- _RECORDS SUPPLIED_:
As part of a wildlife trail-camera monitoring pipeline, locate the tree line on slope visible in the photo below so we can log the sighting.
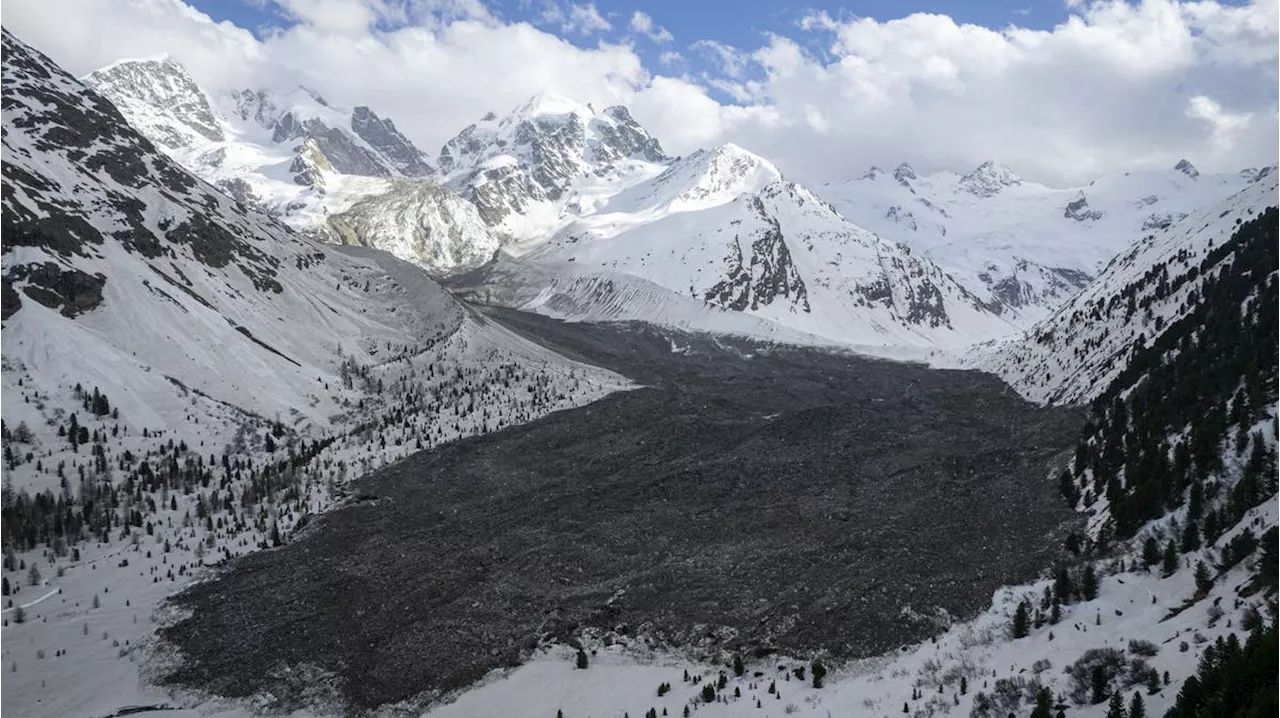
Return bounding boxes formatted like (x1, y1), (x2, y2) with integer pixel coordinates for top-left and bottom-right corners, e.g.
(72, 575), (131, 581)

* * *

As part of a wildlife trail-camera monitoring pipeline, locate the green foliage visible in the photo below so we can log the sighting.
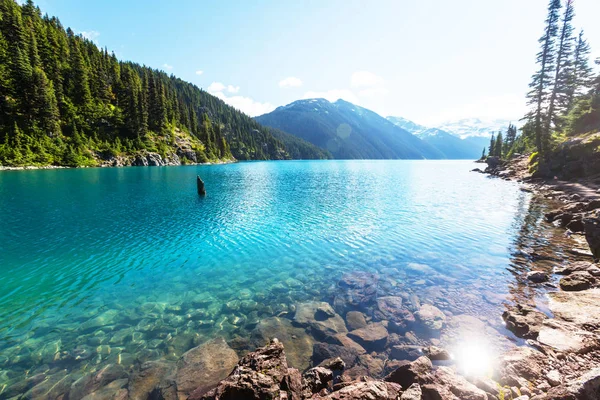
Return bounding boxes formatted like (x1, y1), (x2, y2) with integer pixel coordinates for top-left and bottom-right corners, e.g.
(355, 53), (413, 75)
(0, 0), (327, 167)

- _PROBLEM_: Above are the records. Copy word for word only their lines from the one holding "locate the tree" through the one holding "(72, 575), (131, 581)", both included, and skip the images.

- _RESULT FOR THIS TASK_:
As part of a wildlife trail-camera monitoring pipeline, locate the tree line on slope visible in the photo below so we can log the sighting.
Return bounding boxes formatted like (x1, y1), (x2, y2) with integer pixel coordinates for top-left and bottom-right corners, e.g.
(72, 575), (131, 581)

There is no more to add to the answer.